• Records for this exercise:
== == ==

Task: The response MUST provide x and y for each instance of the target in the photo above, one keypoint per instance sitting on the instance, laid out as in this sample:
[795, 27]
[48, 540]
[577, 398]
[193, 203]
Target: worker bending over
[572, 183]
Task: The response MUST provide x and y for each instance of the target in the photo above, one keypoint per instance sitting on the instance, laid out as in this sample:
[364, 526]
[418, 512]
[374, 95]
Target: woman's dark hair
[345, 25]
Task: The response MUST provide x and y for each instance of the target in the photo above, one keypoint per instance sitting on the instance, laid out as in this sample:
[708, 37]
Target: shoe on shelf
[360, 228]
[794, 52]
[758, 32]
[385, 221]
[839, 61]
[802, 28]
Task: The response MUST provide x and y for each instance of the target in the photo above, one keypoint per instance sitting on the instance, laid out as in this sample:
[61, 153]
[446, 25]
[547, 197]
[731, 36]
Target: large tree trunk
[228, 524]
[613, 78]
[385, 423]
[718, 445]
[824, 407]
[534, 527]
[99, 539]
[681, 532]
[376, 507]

== == ==

• The problem: Output the listing in full. Leave every line unchanged.

• Your solution:
Task: The response MUST provide x and y for each instance of the target in the photo above, one keypoint per instance sitting on the instance, laid out as in this sample:
[795, 27]
[48, 540]
[577, 398]
[193, 203]
Target: worker bending over
[572, 183]
Task: The response MUST provide x and y for each instance of the target in the photo above, one keypoint per instance sitting on the instance, laid out as in this sample:
[364, 526]
[418, 512]
[374, 95]
Target: woman's dark hair
[345, 25]
Task: The response MUST provide x and y for each instance of the target in the photo above, one keypoint per instance sitting on the instance, laid out as in this sample:
[708, 37]
Target: shoe on shelf
[360, 228]
[794, 52]
[758, 32]
[385, 221]
[839, 61]
[802, 28]
Task: The response MUST provide x and y for each instance of the target in the photo above, one keypoint per instance sitting on the instance, laid out as in this sample:
[61, 153]
[446, 25]
[547, 197]
[731, 36]
Target: large tree trunk
[228, 524]
[613, 78]
[385, 423]
[718, 445]
[824, 407]
[534, 527]
[99, 539]
[681, 532]
[376, 507]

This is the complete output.